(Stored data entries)
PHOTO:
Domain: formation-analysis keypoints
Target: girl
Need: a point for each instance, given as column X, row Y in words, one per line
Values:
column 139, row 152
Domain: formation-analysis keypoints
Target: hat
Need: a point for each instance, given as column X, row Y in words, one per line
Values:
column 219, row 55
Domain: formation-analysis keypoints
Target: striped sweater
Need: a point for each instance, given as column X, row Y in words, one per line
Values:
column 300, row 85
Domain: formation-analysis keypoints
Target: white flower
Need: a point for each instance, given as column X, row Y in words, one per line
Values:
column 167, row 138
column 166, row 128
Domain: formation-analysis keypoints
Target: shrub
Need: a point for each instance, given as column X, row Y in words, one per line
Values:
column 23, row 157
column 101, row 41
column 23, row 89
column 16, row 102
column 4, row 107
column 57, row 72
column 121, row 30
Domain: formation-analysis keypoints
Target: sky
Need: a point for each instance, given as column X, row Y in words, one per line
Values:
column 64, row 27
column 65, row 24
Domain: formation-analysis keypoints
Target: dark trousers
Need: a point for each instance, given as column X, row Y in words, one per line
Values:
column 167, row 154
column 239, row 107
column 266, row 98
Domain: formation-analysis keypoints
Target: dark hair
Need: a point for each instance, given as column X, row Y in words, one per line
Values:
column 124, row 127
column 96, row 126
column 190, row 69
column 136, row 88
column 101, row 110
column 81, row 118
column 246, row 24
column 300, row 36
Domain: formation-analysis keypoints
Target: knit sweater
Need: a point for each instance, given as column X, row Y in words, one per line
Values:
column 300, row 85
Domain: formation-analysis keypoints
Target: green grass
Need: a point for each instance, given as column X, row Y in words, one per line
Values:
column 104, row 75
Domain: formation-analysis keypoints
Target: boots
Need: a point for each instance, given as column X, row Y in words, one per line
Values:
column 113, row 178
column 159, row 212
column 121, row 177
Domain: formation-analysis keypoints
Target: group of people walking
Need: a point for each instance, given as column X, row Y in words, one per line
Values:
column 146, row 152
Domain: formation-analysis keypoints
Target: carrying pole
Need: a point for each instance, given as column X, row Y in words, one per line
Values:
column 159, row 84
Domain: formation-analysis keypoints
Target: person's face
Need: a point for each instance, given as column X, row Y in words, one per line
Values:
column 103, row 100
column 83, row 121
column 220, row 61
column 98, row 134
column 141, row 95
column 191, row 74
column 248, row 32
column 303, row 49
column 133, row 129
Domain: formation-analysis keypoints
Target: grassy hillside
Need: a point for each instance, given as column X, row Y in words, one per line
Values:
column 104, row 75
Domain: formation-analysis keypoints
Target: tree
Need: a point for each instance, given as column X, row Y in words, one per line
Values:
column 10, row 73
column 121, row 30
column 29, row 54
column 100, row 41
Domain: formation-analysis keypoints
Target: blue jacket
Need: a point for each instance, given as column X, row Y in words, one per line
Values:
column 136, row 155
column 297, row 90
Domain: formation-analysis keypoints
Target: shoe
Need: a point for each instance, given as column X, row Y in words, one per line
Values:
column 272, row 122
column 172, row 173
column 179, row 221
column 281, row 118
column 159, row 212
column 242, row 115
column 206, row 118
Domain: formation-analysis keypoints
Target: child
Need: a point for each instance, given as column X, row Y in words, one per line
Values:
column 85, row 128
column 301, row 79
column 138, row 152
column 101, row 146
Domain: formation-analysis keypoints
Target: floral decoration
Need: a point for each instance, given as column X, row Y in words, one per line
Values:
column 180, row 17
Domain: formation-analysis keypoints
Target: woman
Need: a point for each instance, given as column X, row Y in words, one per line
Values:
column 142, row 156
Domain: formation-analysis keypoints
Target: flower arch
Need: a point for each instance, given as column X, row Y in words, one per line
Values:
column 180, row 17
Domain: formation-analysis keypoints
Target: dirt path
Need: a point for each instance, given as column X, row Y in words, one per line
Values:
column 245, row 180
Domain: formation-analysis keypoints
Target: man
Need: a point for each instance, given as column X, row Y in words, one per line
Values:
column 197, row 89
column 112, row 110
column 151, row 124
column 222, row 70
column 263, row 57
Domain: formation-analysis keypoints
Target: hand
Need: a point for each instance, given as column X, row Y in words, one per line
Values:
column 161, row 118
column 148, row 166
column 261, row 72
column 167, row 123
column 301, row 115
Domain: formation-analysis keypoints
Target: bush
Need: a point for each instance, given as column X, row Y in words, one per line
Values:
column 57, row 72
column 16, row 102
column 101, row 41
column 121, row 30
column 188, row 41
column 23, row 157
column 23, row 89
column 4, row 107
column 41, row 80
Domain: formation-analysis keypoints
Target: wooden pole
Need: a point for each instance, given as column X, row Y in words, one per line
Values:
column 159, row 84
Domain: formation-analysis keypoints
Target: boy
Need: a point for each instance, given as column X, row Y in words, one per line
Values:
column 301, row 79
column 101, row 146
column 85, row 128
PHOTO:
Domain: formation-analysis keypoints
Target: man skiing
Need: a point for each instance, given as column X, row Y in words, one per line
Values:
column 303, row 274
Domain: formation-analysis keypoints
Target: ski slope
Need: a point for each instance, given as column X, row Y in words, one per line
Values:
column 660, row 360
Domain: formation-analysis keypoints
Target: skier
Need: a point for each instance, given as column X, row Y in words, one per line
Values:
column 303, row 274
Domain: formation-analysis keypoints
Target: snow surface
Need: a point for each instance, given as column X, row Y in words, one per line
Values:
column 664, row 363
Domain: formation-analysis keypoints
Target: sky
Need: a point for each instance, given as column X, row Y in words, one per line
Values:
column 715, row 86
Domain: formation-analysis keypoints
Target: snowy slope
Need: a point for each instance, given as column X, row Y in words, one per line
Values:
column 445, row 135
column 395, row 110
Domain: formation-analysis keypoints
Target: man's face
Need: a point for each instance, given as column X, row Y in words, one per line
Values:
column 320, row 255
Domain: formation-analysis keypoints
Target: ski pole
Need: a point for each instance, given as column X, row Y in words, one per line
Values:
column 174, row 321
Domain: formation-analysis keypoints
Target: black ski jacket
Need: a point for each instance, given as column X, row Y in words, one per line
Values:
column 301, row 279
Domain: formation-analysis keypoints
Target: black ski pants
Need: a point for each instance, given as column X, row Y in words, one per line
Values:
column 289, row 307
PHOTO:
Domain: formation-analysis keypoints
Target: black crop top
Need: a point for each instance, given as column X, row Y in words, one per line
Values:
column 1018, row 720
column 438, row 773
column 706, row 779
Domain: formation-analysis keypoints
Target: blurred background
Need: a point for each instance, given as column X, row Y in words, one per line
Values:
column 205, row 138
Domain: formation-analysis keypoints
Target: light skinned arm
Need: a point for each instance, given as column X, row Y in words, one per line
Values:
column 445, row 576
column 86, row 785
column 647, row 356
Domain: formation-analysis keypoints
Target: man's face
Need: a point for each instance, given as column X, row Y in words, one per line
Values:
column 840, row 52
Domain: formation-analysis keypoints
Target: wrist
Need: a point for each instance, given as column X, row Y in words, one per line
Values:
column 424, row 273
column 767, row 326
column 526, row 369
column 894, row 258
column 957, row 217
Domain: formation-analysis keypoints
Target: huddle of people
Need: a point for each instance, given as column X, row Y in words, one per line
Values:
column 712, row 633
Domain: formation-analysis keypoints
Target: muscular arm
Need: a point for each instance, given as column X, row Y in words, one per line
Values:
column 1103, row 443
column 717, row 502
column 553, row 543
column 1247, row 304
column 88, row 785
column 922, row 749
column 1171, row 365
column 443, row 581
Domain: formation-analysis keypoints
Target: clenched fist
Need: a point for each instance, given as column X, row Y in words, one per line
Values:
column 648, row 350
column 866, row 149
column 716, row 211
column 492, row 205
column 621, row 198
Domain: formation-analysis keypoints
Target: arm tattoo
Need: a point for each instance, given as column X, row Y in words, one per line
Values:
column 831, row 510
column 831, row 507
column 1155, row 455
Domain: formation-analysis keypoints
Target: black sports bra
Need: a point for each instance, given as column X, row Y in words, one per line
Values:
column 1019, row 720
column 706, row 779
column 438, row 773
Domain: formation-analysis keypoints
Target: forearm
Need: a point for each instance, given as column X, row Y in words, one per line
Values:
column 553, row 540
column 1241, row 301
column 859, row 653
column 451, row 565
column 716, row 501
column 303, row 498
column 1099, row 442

→ Stated problem
Could you rewrite the items from the very start down through the line containing "column 300, row 36", swapping "Target" for "Object" wherever it appears and keeping everything else unchanged?

→ In response
PHOTO:
Domain: formation-analysis keypoints
Object: girl
Need: a point for each instance, given as column X, row Y in words, one per line
Values:
column 139, row 152
Domain: formation-analysis keypoints
Object: hat
Need: a point for each instance, given as column X, row Y in words, one per line
Values:
column 219, row 55
Domain: formation-analysis keypoints
Object: striped sweater
Need: a point for each instance, given as column X, row Y in words, one per line
Values:
column 300, row 85
Domain: formation-analysis keypoints
Object: white flower
Need: a point for each instance, given as column X, row Y in words, one per line
Values:
column 167, row 138
column 166, row 128
Domain: formation-analysis keypoints
Object: shrub
Need: a point for each instance, given as column X, row Y in words, one per line
Values:
column 23, row 157
column 101, row 41
column 23, row 89
column 16, row 102
column 4, row 107
column 57, row 72
column 121, row 30
Domain: formation-analysis keypoints
Object: sky
Need: a point for each instance, given as column X, row Y in words, one per line
Values:
column 64, row 27
column 65, row 24
Domain: formation-analysis keypoints
Object: dark trousers
Need: a point for each instance, given as column X, row Y in words, one per line
Values:
column 167, row 154
column 239, row 107
column 266, row 98
Domain: formation-analysis keypoints
Object: dark hair
Need: a point for each instance, given as column X, row Y in words, one per line
Values:
column 124, row 127
column 96, row 126
column 190, row 69
column 136, row 88
column 101, row 110
column 81, row 118
column 246, row 24
column 300, row 36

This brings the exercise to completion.